═══ Quoted text ═══

# Long cranking time



## intense98rt (Dec 20, 2008)

When I crank to start my car in the morning it has to make a few revolutions before it starts. It's taking longer than it use to. I just changed the plugs a few thousand miles ago. I used whatever autolite plugs showed up on the computer at the store. Maybe I should try different ones? what gap? I have a new fuel filter ready to go in. When I did my timning belt a couple thousand miles ago I noticed some oil in the intercooler piping. I did the blow test on the pcv and it was fine.
Any idea?


----------



## Krieger (May 5, 2009)

battery is on its way out id bet. get a group 48 size battery. cheaper and better charge.

also, i wouldnt run autolites.

get NGKs, DENSOs, or Bosch and gap to .028


----------



## blackvento36 (Mar 17, 2003)

Krieger said:


> battery is on its way out id bet. get a group 48 size battery. cheaper and better charge.


 He didn't say it was cranking slow, he said it takes more cranks to start...........

Which is generally a fuel delivery issue. Try holding the key to on for a couple seconds to prime the fuel pump earlier. If it turns over any faster your fuel filter is probably getting dirty or your pump is getting a little weak

It's been said that opening the drivers door primes the fuel pump, but I know for a fact it does not work this way in my car


----------



## intense98rt (Dec 20, 2008)

═══

» What this task involves
From the forum thread, copy out everything from "When I crank" down to "wouldnt run autolites.". Rely on the forum thread alone.

═══ Dataset extract ═══

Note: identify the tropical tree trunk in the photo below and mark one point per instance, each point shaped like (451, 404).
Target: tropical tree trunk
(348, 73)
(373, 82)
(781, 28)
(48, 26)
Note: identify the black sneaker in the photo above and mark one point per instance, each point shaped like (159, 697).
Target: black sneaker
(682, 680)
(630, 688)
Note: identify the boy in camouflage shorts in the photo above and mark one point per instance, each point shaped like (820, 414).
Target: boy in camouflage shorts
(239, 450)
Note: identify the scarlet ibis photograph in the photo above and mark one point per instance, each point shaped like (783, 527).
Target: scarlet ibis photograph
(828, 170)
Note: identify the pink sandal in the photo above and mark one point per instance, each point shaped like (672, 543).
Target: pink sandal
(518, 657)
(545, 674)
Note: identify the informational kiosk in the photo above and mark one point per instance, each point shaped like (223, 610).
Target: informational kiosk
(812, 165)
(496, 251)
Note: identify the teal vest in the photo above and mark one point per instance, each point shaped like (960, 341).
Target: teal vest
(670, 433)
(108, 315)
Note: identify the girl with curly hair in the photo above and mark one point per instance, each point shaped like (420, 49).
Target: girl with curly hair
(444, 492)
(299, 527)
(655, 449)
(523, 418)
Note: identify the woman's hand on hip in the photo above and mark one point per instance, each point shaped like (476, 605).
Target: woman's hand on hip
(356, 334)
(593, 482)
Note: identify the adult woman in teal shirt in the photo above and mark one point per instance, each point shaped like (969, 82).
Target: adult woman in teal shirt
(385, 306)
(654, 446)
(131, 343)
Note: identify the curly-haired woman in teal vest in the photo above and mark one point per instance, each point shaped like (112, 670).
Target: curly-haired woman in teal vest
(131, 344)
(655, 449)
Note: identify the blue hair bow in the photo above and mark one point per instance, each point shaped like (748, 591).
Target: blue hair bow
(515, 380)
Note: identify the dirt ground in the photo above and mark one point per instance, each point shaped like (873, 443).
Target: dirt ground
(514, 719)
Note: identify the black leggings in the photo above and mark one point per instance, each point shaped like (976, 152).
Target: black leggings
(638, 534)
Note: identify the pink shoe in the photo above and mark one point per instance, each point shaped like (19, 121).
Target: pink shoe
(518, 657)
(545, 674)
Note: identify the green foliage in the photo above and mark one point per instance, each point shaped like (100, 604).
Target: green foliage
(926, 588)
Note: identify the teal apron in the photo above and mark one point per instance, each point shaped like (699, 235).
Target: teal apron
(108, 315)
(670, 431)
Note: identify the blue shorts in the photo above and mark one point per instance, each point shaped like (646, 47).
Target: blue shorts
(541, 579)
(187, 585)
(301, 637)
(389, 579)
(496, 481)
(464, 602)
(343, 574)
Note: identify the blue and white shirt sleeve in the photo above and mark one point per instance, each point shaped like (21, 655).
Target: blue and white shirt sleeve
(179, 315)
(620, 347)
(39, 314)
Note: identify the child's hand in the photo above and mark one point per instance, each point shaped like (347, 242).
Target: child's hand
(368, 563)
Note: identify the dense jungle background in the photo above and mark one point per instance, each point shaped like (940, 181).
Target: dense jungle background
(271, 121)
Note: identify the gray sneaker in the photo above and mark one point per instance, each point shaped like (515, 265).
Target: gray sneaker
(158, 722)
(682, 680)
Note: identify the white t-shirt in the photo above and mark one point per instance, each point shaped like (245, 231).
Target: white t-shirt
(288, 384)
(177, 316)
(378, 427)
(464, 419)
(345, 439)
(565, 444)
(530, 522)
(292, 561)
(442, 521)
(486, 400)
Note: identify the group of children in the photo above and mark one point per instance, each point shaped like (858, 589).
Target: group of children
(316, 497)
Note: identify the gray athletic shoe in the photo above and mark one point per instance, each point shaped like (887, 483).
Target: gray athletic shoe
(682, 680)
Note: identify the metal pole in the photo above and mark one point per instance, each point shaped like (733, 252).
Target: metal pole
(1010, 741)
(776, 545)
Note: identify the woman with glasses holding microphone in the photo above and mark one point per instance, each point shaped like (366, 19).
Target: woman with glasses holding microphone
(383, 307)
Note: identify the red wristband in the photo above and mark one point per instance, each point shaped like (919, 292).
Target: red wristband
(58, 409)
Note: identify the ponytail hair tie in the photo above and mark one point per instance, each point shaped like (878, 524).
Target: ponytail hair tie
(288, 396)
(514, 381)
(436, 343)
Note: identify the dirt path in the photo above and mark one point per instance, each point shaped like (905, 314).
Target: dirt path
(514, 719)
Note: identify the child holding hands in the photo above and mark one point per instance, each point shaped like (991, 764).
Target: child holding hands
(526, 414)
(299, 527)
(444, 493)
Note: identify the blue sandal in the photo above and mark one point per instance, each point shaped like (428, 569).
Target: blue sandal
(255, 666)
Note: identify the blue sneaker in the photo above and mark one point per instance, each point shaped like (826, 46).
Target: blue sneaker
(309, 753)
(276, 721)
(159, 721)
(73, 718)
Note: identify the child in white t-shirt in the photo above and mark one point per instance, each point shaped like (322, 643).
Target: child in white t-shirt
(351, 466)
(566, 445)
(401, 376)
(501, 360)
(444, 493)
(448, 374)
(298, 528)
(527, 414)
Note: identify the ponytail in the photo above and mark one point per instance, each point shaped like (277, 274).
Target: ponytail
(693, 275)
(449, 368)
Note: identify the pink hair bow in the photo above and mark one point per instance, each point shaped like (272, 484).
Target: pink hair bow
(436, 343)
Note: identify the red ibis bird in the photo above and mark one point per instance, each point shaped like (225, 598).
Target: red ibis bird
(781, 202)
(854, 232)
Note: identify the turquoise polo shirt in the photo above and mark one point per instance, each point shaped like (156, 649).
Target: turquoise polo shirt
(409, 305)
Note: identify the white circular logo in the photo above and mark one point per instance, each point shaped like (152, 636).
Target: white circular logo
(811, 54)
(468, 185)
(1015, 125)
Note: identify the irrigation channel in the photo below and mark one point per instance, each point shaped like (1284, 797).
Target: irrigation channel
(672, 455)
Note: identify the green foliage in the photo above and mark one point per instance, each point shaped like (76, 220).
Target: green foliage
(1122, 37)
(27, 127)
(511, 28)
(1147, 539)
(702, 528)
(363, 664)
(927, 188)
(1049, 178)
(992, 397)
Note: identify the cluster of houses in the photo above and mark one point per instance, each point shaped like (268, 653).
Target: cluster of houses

═══

» Answer to this exercise
When I crank to start my car in the morning it has to make a few revolutions before it starts. It's taking longer than it use to. I just changed the plugs a few thousand miles ago. I used whatever autolite plugs showed up on the computer at the store. Maybe I should try different ones? what gap? I have a new fuel filter ready to go in. When I did my timning belt a couple thousand miles ago I noticed some oil in the intercooler piping. I did the blow test on the pcv and it was fine.
Any idea?


----------



## Krieger (May 5, 2009)

battery is on its way out id bet. get a group 48 size battery. cheaper and better charge.

also, i wouldnt run autolites.